**CHALLENGE**.
From the Form 8-K cover page, extract the passage that begins at the words "o    Written communications" and stops after the words "(17 CFR 240.14a-12)", copying it exactly.

Attached files

file filename
EX-10.1 - EX-10 - TERRA NITROGEN CO L P /DEa10-7768_1ex10d1.htm

 

 

UNITED STATES
SECURITIES AND EXCHANGE COMMISSION

Washington, D.C. 20549

 

FORM 8-K

 

CURRENT REPORT

Pursuant to Section 13 OR 15(d) of The Securities Exchange Act of 1934

 

Date of Report (Date of earliest event reported): April 2, 2010

 

TERRA NITROGEN COMPANY, L.P.

(Exact name of registrant as specified in its charter)

 

Delaware

 

033-43007

 

73-1389684

(State or other jurisdiction
of incorporation)

 

(Commission File Number)

 

(IRS Employer
Identification Number)

 

Terra Centre
600 Fourth Street, P.O. Box 6000
Sioux City, Iowa

 

51102-6000

(Address of principal executive offices)

 

(Zip Code)

 

Registrant’s telephone number, including area code: (712) 277-1340

 

 

(Former name or former address, if changed since last report.)

 

Check the appropriate box below if the Form 8-K filing is intended to simultaneously satisfy the filing obligation of the registrant under any of the following provisions:

 

o    Written communications pursuant to Rule 425 under the Securities Act (17 CFR 230.425)

 

o    Soliciting material pursuant to Rule 14a-12 under the Exchange Act (17 CFR 240.14a-12)

**EXCERPTED RECORDS**.
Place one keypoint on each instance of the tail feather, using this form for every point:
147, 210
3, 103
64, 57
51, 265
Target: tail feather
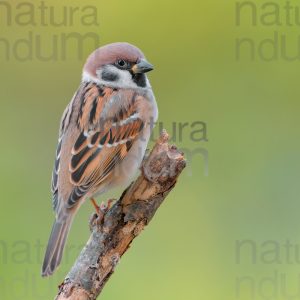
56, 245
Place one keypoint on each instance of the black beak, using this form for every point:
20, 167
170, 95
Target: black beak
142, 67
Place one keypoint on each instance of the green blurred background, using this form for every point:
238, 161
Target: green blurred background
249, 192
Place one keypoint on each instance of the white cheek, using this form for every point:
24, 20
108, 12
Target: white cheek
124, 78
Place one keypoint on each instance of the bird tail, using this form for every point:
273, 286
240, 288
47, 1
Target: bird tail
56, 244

* * *

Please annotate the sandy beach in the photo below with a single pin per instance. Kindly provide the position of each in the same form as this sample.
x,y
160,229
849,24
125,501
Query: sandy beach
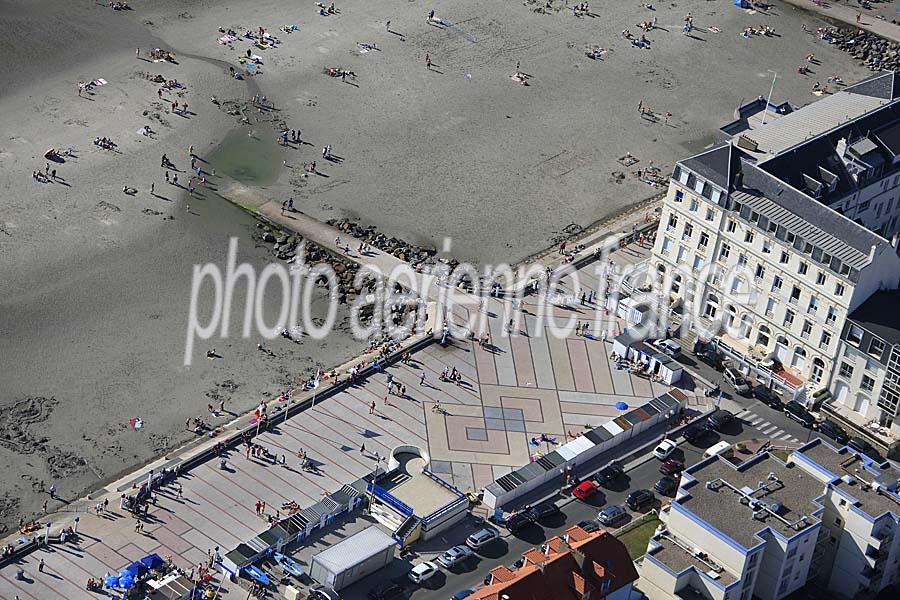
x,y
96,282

--

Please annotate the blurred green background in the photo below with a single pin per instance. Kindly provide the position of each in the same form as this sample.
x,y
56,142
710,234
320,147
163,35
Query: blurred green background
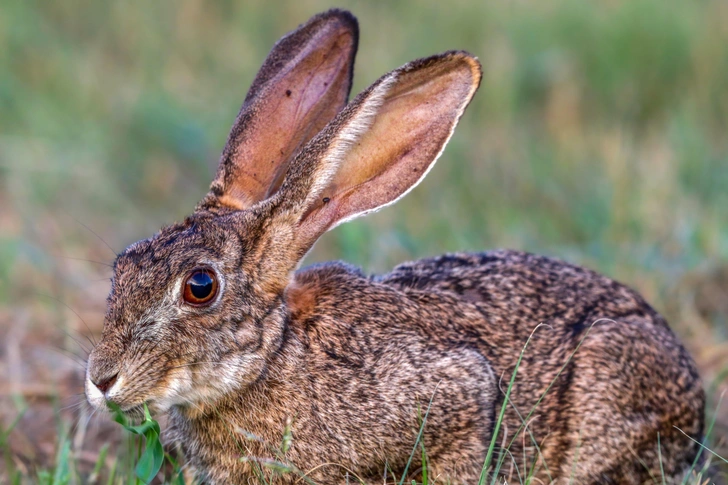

**OUTPUT OF THE TASK**.
o    Written communications pursuant to Rule 425 under the Securities Act (17 CFR 230.425)

 

o    Soliciting material pursuant to Rule 14a-12 under the Exchange Act (17 CFR 240.14a-12)